## Record excerpts
**********

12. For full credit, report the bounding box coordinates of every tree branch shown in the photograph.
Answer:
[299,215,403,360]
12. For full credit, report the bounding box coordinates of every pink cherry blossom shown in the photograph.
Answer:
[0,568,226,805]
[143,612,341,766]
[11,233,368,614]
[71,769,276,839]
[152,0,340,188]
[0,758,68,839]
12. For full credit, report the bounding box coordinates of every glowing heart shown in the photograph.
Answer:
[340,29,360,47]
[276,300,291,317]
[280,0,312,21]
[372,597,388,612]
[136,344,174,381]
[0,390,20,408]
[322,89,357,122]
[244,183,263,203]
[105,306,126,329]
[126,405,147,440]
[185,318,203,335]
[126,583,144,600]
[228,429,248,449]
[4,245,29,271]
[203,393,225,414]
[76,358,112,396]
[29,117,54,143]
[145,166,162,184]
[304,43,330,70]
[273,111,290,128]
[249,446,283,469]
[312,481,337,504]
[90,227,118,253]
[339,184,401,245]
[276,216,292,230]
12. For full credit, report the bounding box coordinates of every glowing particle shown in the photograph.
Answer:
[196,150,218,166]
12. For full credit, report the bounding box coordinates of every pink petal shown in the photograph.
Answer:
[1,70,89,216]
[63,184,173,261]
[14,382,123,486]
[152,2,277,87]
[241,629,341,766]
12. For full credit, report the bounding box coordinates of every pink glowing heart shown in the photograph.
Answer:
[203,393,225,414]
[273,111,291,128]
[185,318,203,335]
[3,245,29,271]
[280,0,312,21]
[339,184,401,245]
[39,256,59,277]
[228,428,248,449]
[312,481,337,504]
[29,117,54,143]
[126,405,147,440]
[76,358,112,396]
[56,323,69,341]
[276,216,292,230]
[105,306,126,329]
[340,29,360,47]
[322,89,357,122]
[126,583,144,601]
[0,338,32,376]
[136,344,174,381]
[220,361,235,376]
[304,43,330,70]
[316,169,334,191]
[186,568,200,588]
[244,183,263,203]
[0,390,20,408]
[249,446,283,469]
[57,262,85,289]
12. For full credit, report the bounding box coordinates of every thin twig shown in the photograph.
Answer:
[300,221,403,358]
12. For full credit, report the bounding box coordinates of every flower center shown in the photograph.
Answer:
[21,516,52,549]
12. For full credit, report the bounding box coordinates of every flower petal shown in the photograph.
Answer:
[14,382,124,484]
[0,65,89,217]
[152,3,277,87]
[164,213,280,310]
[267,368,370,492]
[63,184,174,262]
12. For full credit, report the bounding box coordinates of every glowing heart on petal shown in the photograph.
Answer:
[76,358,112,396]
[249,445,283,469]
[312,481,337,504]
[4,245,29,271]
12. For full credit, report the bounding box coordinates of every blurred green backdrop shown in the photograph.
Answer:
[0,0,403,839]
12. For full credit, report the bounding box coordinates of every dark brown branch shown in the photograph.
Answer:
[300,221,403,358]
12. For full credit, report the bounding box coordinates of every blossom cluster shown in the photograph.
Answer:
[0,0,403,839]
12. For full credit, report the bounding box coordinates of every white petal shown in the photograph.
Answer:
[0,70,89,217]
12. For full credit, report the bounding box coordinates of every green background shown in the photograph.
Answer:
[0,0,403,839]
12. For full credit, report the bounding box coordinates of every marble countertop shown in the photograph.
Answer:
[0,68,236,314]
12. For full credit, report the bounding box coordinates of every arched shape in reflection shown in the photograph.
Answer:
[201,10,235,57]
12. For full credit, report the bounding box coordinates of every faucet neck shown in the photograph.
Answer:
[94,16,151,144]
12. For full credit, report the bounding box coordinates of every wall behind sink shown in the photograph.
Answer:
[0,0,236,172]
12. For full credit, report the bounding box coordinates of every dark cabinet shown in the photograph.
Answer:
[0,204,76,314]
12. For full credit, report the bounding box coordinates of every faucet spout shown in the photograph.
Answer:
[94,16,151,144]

**********

## Short exercise
Render the records starting at the line containing "particle shown in the photograph." and ending at the line containing "[196,150,218,166]" as a JSON list of strings, one string per line, with blank lines omitted.

## Solution below
[
  "12. For full credit, report the bounding box coordinates of every glowing particle shown in the photograph.",
  "Answer:",
  "[196,150,218,166]"
]